* _A block of data_:
::::::::::

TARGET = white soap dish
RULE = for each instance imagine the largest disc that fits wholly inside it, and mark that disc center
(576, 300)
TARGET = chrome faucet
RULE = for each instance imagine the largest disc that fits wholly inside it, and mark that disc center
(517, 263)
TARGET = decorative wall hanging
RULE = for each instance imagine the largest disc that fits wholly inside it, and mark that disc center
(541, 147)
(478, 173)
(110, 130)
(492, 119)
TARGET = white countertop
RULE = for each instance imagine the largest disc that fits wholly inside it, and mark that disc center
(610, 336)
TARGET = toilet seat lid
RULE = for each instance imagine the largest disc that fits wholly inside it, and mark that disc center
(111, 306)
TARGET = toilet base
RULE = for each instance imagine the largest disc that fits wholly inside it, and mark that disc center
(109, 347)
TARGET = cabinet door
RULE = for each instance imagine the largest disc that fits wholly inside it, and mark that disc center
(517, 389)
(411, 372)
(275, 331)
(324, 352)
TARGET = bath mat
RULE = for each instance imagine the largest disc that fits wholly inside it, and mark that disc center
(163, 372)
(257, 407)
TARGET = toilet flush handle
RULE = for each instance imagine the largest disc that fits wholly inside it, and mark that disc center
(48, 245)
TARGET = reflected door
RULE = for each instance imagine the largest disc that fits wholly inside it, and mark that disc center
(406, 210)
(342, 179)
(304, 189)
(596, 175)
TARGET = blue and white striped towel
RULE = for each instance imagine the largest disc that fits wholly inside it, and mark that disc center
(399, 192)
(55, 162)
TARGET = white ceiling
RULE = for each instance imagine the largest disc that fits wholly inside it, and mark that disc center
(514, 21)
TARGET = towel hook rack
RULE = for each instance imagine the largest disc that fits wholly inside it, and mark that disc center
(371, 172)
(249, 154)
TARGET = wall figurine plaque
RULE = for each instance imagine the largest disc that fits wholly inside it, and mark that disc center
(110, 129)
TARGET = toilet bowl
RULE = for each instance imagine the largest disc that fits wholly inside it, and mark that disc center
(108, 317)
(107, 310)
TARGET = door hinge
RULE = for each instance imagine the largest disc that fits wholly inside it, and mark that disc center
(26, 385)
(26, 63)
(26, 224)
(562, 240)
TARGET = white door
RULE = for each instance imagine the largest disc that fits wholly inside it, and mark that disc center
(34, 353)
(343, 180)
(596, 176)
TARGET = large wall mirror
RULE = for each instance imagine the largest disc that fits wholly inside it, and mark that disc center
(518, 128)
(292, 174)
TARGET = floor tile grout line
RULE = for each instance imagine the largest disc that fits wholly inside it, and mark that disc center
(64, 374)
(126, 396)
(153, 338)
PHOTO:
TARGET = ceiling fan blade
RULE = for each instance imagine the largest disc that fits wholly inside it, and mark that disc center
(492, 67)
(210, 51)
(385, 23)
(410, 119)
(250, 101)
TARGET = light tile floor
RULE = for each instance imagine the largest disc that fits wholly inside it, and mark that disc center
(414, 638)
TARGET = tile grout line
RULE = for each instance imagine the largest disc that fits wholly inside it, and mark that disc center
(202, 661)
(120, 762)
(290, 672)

::::::::::

* _The request_: Rewrite the entries starting at the line containing "TARGET = door hinge" and ending at the last line of the entries, keeping every line, requests included, unchanged except that each coordinate in the answers is multiplied by 1.35 and rounded to a whole number, with halves rounded up. Give only those lines.

* _Reply_:
TARGET = door hinge
RULE = for each instance imagine the largest disc that fits wholly inside it, and mark that disc center
(35, 520)
(35, 85)
(35, 302)
(759, 324)
TARGET = white door
RULE = for each instance imagine the largest disc that fits wholly inside it, and mark that disc center
(46, 477)
(463, 243)
(805, 238)
TARGET = large wall mirror
RULE = for each instance imagine the largest disc that fits wholly inside it, and mark that disc center
(699, 173)
(394, 235)
TARGET = floor tile grout line
RULE = for each instance imagine the largest disc that fits wholly inside it, and mark that disc center
(86, 505)
(170, 535)
(207, 456)
PHOTO:
TARGET = ceiling fan blade
RULE = for each instance imagine the largest disc that fits wholly inside it, and mark that disc center
(664, 90)
(284, 69)
(520, 31)
(554, 161)
(338, 136)
TARGET = light tile floor
RULE = for each instance imagine the largest disc that fits wholly inside it, and mark that disc center
(559, 861)
TARGET = tile grout line
RULE = for each instance imagine the largest disc that fits wholly inside it, and mark that disc center
(273, 892)
(162, 1029)
(392, 907)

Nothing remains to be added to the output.